Domande:
• a. Trascrivi senza modifiche la parte del brano sulla magistratura che inizia con le parole contenenti "Il gioco correntizio, con" e si chiude con "alle stesse regole.".
• b. Per favore, prosegui il brano sulla magistratura e sul gioco correntizio a partire dall'ultima frase riportata.

[Brano fornito]

Qualcuno potrebbe obiettare che i giochi correntizi, gli accordi di potere, le inchieste trappola, la manipolazione dei meccanismi giudiziari sono da un lato aspetti negativi, ma, dall’altro, sono inevitabili atteggiamenti di chi esercita un potere per cui essi possono essere in qualche modo giustificati dai molti meriti che la magistratura raccoglie nell’esercizio quotidiano del potere giudiziario. Sono infatti convinto che qualcuno scriverà su qualche giornale che l’impegno meritorio di migliaia di toghe non può essere sminuito dal comportamento di alcuni; tutto vero, ma questi sono i capi ed è solo perché sono tali che l’opinione pubblica è informata di alcuni loro difettucci.
Il gioco correntizio, con tutto ciò che comporta l’esercizio del potere, è una caratteristica ineliminabile della vita politica che mescola attività assolutamente meritorie con altre meno nobili e con altre ancora ignobili; un grande leader fa sognare i suoi elettori, ma deve essere spietato nell’arginare chi attacca il suo ruolo e si tratta di una spietatezza che non conosce limiti ed il gioco del potere a grandi, medi e piccoli livelli è sempre soggetto alle stesse regole.

[/Brano fornito]
[Voci fornite]

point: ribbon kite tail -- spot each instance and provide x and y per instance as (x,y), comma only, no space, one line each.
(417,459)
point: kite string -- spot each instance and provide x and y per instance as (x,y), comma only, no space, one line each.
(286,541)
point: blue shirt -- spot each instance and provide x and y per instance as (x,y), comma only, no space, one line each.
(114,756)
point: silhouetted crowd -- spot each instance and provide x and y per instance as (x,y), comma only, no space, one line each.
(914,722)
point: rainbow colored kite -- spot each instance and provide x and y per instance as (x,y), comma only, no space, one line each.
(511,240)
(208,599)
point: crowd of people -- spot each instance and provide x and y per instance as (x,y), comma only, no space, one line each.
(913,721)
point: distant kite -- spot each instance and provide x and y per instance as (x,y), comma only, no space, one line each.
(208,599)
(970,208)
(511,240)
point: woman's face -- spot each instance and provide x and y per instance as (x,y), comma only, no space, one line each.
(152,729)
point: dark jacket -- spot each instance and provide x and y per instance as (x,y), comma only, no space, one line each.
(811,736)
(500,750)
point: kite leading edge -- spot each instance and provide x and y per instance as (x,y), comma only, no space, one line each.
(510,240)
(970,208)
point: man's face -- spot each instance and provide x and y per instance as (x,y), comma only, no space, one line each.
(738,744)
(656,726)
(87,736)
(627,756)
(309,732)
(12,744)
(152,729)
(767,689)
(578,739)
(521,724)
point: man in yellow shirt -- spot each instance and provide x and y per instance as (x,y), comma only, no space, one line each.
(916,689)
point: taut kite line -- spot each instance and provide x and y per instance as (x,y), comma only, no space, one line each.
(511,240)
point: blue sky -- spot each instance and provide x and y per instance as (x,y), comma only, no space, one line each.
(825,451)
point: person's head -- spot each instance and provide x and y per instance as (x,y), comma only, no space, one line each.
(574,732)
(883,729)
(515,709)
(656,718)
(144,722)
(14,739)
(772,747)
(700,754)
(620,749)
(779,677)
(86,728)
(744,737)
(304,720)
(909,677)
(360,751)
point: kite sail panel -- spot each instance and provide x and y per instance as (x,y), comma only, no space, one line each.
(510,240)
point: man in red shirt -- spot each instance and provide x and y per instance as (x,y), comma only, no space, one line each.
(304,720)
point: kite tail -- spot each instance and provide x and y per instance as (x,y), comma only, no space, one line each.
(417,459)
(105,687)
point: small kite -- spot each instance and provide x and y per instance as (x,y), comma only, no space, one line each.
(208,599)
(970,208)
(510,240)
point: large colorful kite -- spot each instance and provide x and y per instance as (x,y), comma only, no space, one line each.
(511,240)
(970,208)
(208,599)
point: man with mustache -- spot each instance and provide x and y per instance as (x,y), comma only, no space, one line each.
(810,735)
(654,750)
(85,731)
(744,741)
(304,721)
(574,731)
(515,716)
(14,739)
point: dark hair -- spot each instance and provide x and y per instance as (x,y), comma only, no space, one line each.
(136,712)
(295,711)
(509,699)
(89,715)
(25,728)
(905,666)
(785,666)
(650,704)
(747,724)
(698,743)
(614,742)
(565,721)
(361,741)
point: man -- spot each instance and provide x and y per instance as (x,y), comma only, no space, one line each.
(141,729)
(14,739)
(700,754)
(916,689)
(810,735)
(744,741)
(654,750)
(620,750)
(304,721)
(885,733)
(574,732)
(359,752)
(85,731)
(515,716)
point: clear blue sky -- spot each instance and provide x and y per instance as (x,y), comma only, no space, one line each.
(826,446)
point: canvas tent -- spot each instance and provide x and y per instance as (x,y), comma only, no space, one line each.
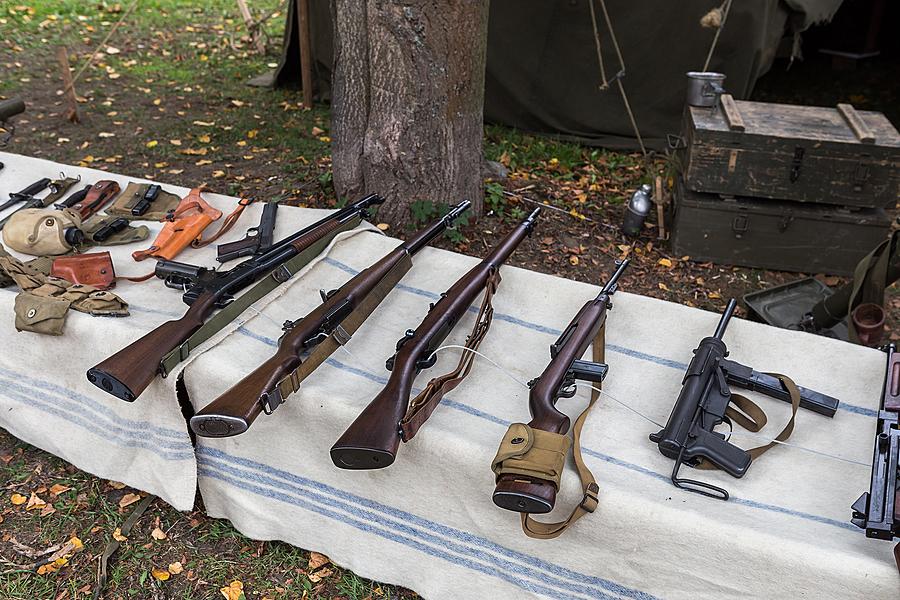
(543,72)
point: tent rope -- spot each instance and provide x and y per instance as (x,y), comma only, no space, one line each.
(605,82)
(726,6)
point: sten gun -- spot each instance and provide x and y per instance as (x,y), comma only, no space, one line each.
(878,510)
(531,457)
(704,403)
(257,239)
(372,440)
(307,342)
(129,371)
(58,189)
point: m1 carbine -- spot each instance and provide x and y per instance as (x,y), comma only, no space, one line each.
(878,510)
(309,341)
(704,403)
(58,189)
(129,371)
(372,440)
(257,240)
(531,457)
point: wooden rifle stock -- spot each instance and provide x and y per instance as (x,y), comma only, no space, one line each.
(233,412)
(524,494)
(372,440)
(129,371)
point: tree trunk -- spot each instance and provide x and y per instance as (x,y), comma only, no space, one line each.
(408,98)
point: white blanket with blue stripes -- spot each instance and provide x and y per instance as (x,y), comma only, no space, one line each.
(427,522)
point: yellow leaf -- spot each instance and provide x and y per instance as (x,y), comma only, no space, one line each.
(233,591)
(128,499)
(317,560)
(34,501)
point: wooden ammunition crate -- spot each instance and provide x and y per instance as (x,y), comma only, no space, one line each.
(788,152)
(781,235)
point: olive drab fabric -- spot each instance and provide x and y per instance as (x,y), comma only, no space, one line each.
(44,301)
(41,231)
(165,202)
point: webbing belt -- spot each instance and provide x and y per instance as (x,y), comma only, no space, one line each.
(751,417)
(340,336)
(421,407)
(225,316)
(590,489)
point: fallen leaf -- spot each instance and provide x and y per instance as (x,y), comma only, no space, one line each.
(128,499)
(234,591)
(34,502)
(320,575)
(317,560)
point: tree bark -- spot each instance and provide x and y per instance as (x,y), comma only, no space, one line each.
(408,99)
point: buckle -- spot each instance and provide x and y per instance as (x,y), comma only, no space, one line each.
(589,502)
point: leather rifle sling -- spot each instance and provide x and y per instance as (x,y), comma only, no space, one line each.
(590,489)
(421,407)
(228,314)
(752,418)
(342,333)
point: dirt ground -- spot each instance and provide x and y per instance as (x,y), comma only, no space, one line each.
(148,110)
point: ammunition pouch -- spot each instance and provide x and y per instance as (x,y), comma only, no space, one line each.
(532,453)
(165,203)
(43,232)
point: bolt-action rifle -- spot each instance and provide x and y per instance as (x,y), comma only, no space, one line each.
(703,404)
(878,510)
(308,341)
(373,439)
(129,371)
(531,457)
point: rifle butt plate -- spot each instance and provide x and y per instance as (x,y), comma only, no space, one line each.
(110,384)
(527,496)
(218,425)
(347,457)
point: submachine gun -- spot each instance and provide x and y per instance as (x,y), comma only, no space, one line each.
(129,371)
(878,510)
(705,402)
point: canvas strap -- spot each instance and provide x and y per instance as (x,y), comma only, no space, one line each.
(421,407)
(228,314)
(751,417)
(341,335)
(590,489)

[/Voci fornite]
[Voci fornite]

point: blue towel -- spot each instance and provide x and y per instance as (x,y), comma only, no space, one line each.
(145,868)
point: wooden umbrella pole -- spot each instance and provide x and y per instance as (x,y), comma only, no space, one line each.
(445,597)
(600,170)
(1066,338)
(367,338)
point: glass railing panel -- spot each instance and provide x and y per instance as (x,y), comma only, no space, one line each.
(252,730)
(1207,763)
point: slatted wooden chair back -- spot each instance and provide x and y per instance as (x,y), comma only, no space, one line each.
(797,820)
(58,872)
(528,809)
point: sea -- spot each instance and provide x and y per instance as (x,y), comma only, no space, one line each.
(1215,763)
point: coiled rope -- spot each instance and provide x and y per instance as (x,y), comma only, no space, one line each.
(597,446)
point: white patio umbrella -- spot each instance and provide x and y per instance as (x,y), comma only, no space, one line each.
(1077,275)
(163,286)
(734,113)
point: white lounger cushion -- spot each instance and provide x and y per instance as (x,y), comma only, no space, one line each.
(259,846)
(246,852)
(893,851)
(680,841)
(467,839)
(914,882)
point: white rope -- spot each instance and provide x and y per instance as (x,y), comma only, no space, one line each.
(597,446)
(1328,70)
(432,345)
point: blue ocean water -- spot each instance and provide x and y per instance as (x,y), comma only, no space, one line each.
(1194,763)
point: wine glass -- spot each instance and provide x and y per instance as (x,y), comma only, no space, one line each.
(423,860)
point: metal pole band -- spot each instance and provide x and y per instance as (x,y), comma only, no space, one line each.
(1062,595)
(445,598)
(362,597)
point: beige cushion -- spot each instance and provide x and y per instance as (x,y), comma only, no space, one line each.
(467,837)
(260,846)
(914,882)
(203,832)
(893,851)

[/Voci fornite]

Risposte per attività:
• a.
Il gioco correntizio, con tutto ciò che comporta l’esercizio del potere, è una caratteristica ineliminabile della vita politica che mescola attività assolutamente meritorie con altre meno nobili e con altre ancora ignobili; un grande leader fa sognare i suoi elettori, ma deve essere spietato nell’arginare chi attacca il suo ruolo e si tratta di una spietatezza che non conosce limiti ed il gioco del potere a grandi, medi e piccoli livelli è sempre soggetto alle stesse regole.

• b.
A quanto pare la magistratura ha importato al suo interno le stesse regole; quando i magistrati invocano il diritto all’autogoverno per tutelare un valore fondante del nostro ordinamento, in realtà intendono altro perché emerge dalle cronache che il vero scopo è giocare per il potere senza che alcuno interferisca; anche qui un irriducibile ottimista potrebbe sostenere che una nuova rielezione dei membri del CSM rappresenterebbe una ventata di freschezza, ma si tratta di qualcosa che si attende da più di un ventennio e l’unica novità sono le scissioni di correnti, la formazione di nuove e la ripresa del solito gioco finalizzato a gestire un potere.
Se così è, non sarebbe meglio lasciare la nomina dei membri del CSM al mondo politico? Se gestione del CSM si è ormai uniformata ai criteri della politica, perché lasciare in piedi un meccanismo che scimmiotta i politici? Mettiamoci questi che, almeno, in certi giochi sono più abili e, forse, la magistratura, non più interessata a gestire il potere, potrebbe rinunciare allo sbranamento correntizio, all’incriminazione dei colleghi per toglierseli di torno e ad altri giochetti del genere.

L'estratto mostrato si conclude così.